→ SELECTED TEXT
+ + + + +
So there it is, the answer to every ones burning question, how mushrooms really grow. I hope this helps out all the people who have ever wondered. …
In this new Blog Feature we will get to know the family farmers who grow your mushrooms as they tell you the story of their farms, explain the growing process, address common myths, and share their favourite mushroom recipes.
Murray Good of Whitecrest Mushrooms, Putnam, Ontario
Murray was raised on a farm in Plattsville, Ont. He worked for Alpine Plant Foods and was the main mixologist of liquid fertilizer for twenty years. Although he loved his job at Alpine, Murray knew that farming was in his blood. Seven years ago he decided to take chance and ask Hank Hermans if he could buy his Mushroom Farm. He loved the concept that Mushrooms were one of the most natural foods to grow. Murray and Chantelle have owned Whitecrest Mushroom Farm for 7 years now. They grow Crimini and Portabellas, and have started a little retail store on their farm. They have also produced their own line of mushroom products, called Good Family Foods.
1. What is your name & farm name? Murray Good, and my farm name is Whitecrest Mushrooms.
2. Where are you located? Putnam, Ontario. About 15 minutes outside of London.
3. Tell us about your farm. Welcome to Whitecrest Mushrooms. We are standing in front of the new building that is being constructed. Our old building was struck by lightning last June 5th, and it was totally taken down to the ground.
We are going to be producing mushrooms again here in our new facility in the middle of August. The mushrooms that we produce are the brown agaricus, or what everybody has come to know as portabella or criminis.
We will be producing roughly around 1.5 million to 2 million pounds of mushrooms per year.
4. Tell about Food Safety. The main focus at Whitecrest with the new production and the new plant is food safety. We adhere to SQF Certification as far as food safety, traceability, and food security.
+ + + + +
→ LISTED ENTRIES
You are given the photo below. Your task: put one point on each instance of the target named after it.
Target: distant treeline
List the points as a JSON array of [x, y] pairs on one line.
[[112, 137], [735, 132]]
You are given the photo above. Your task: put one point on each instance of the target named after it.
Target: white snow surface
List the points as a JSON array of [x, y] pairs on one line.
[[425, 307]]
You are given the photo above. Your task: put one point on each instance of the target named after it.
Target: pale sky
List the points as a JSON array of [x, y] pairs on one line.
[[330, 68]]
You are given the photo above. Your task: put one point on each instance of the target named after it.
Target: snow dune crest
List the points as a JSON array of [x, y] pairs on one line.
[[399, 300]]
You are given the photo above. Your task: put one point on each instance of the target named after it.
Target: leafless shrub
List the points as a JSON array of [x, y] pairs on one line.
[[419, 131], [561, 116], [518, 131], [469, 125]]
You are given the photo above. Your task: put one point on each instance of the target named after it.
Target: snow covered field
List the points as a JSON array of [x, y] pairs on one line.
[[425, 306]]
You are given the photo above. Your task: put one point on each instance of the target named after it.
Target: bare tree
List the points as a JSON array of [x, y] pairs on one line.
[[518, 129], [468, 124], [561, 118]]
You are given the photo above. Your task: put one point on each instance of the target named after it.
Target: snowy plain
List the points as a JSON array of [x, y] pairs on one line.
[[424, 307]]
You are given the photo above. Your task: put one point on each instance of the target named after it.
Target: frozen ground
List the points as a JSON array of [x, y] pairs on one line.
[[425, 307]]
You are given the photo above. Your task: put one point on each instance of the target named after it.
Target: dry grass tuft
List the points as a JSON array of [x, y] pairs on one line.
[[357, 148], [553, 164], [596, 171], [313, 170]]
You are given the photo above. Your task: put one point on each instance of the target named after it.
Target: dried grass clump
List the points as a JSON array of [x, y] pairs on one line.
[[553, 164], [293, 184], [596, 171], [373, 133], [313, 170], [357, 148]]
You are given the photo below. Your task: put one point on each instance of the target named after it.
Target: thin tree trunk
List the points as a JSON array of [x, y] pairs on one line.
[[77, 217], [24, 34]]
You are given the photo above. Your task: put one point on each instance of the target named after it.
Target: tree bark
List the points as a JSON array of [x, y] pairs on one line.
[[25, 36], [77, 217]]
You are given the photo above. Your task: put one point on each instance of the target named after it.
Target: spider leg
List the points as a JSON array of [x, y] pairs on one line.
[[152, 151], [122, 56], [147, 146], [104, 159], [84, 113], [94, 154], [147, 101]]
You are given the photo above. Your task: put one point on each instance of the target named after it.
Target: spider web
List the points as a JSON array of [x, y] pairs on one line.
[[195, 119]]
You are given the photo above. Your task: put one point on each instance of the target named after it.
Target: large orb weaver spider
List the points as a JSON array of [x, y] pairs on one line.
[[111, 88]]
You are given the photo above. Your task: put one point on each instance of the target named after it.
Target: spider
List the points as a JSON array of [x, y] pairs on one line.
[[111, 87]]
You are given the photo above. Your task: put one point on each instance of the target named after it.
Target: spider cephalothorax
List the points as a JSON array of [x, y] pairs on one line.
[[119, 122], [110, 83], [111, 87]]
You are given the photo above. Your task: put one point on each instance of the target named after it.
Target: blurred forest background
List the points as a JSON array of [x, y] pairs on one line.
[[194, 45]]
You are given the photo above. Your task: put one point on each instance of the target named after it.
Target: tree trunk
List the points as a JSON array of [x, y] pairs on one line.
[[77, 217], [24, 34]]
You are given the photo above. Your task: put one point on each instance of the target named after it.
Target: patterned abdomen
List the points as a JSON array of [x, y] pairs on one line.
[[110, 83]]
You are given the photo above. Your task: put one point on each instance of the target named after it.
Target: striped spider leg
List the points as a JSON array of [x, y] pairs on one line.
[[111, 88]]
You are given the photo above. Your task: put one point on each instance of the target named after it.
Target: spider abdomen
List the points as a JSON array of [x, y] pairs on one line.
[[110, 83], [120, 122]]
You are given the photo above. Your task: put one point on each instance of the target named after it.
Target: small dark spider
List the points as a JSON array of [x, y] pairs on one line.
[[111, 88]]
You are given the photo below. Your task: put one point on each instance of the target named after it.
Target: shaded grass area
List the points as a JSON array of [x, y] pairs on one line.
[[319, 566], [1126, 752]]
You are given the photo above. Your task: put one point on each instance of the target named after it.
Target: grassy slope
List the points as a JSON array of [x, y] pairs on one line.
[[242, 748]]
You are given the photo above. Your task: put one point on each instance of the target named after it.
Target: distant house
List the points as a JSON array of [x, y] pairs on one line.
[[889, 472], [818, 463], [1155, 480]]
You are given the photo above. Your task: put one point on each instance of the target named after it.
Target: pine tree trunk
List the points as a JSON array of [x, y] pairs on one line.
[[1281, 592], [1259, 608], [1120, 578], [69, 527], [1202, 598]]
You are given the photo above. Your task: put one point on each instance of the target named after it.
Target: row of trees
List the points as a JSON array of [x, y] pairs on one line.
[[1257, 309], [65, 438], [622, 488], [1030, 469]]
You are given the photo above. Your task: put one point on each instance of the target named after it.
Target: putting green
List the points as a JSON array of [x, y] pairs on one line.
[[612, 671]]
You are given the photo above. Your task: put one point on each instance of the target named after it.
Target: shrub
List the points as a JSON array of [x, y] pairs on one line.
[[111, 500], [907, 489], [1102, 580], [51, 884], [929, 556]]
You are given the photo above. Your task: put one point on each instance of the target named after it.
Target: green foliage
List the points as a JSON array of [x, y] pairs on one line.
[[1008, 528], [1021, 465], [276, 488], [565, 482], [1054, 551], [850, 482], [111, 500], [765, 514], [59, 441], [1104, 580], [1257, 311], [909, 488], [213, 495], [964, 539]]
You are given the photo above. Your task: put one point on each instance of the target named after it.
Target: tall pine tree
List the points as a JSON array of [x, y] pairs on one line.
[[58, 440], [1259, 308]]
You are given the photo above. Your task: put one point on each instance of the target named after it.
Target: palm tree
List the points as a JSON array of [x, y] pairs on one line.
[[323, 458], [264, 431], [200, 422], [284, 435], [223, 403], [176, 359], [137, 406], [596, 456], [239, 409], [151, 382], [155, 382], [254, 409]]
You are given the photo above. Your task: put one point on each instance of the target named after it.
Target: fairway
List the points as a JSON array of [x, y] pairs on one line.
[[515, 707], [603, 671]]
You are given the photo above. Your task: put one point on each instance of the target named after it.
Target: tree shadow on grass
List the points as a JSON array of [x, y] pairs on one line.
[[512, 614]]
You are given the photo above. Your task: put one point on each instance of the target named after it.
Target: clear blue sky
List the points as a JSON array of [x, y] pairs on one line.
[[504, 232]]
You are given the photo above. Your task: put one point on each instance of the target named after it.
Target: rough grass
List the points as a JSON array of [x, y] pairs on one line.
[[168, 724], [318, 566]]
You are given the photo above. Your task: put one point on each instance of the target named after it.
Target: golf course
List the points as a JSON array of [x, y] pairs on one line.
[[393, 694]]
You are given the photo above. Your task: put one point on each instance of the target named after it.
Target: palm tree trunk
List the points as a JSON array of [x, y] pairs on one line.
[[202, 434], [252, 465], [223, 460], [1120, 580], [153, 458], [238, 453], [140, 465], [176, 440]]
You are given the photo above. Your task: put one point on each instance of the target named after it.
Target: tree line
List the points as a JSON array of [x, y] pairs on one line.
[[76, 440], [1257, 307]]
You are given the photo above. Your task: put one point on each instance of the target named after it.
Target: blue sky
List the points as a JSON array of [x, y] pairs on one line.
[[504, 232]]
+ + + + +
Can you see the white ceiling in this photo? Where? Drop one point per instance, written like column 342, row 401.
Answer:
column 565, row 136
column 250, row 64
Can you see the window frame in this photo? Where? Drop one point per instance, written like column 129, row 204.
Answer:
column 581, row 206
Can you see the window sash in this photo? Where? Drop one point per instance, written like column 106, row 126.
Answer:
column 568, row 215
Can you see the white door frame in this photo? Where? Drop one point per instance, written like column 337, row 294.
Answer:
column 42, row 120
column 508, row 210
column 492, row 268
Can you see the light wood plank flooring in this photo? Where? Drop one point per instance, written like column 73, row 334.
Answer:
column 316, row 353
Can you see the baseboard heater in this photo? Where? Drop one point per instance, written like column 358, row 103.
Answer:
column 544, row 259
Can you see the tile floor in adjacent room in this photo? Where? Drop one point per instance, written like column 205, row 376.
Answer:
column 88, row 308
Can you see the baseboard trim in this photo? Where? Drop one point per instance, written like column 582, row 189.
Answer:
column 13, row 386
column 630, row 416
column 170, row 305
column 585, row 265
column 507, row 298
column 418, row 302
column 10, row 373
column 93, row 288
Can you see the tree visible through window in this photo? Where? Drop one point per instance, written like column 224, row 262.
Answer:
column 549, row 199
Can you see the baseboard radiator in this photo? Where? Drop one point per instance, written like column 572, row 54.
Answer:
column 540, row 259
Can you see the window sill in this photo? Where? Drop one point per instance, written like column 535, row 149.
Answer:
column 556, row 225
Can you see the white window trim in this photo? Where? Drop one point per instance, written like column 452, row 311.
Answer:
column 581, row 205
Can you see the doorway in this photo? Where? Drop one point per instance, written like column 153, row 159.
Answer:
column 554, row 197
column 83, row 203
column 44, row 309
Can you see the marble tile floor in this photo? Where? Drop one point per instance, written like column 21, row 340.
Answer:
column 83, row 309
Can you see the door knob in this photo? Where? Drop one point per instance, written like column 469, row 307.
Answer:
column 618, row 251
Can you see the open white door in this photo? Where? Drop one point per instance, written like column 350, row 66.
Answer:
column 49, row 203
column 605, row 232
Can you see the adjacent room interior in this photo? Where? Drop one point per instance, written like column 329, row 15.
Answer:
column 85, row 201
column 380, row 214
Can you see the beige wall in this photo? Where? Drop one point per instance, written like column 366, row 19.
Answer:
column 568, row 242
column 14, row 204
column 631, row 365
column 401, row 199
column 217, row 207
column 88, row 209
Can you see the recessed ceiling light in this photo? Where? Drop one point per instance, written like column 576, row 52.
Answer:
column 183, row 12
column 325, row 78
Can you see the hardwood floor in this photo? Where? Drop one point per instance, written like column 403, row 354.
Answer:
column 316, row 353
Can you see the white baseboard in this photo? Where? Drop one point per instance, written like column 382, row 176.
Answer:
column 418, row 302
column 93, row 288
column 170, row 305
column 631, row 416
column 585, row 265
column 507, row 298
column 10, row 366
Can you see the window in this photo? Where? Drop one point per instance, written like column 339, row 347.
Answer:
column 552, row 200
+ + + + +
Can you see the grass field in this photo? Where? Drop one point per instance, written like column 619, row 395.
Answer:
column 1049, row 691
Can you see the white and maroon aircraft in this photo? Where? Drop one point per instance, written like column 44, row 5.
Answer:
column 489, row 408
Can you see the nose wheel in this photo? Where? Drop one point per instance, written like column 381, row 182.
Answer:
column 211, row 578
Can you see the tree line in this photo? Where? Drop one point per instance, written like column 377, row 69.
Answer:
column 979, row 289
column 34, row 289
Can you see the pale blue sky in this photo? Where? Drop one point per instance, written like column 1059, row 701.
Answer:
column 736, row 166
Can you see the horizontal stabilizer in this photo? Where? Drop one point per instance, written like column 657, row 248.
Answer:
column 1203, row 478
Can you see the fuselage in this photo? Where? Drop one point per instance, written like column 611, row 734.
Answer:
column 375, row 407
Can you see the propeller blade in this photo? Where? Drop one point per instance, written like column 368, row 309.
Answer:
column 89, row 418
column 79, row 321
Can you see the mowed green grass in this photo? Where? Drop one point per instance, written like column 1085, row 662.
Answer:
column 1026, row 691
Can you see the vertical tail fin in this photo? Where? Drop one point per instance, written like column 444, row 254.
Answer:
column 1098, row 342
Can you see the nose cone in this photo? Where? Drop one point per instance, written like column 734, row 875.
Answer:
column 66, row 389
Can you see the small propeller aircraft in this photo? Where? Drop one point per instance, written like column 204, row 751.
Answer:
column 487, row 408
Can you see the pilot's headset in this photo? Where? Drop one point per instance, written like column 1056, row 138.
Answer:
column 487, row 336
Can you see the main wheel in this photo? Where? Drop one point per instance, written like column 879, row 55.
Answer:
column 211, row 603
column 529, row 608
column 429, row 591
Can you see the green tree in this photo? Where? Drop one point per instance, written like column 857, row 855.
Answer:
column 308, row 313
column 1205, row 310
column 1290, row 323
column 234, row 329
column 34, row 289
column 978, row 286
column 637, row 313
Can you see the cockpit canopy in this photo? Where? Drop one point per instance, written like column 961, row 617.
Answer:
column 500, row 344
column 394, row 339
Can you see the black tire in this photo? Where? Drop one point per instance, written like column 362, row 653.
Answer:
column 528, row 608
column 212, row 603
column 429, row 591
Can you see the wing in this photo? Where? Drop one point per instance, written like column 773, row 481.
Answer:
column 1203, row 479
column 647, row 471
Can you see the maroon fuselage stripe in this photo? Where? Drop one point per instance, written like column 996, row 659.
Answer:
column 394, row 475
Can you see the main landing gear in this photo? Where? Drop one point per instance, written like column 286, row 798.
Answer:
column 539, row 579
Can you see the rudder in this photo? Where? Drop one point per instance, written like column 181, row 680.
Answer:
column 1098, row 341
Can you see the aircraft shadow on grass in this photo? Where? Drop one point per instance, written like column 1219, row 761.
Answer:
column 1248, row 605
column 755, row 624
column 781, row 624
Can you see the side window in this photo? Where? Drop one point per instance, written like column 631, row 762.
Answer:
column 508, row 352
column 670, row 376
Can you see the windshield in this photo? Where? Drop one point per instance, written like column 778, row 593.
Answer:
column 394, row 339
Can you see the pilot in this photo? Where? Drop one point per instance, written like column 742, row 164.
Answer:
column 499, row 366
+ + + + +
→ INSTRUCTIONS
1. Retype the stretch of the Whitecrest Mushrooms profile from "2. Where are" through "and food security.".
2. According to the Whitecrest Mushrooms profile, which certification does the farm adhere to for food safety, traceability, and food security?
3. Carry on the Whitecrest Mushrooms profile from its last sentence.

→ ANSWER SET
1.
2. Where are you located? Putnam, Ontario. About 15 minutes outside of London.
3. Tell us about your farm. Welcome to Whitecrest Mushrooms. We are standing in front of the new building that is being constructed. Our old building was struck by lightning last June 5th, and it was totally taken down to the ground.
We are going to be producing mushrooms again here in our new facility in the middle of August. The mushrooms that we produce are the brown agaricus, or what everybody has come to know as portabella or criminis.
We will be producing roughly around 1.5 million to 2 million pounds of mushrooms per year.
4. Tell about Food Safety. The main focus at Whitecrest with the new production and the new plant is food safety. We adhere to SQF Certification as far as food safety, traceability, and food security.

2. SQF Certification.

3.
The biggest thing we stress to our workers is that they understand the philosophy of food safety and why food safety is so important on a farm.
Food safety is the number one thing we have to be concerned about here as far as production goes.
5. Mushroom growing room. Here we are standing in front of one of our typical mushroom growing rooms. As you can see, the aluminum bed, the aluminum walls, everything has to be clean, that’s the priority from our food safety point of view.
From these rooms we will be growing our portabella mushrooms. They are produced in these rooms 365 days a year.
6. Locally grown, and fresh year round! With production of 365 days a year we can guarantee freshness, which in turns creates great flavour, and a great quality product that can be consumed year round.
7. Mushrooms Go PINK, what’s that about? This year mushroom producers across Canada will be participating in a breast cancer awareness program using the PINK tills. When you see them in your local store that will be in September. We will be raising funds for breast cancer awareness and research.
We were very proud of last year’s donation of over $60,000. This year, in 2011, we are planning to do much better than that. We hope to increase the awareness of breast cancer and research for Canadian Women.
8. Evan and Aidan, what’s your favourite way to eat mushrooms? Aidan: My favourite way to eat mushrooms is on pizza. Evan: My favourite way to eat mushrooms is in spaghetti.
9. What’s your favourite mushroom recipe? Chantelle Good’s Mushroom Hot Dip Mix onions, garlic, mushroom with a few spices, cream cheese, Monterey jack and jalapeño cheese. Heat that up for 30 minutes or so, and serve with pita chips or nice crusty bread. Yeah, it’s delicious!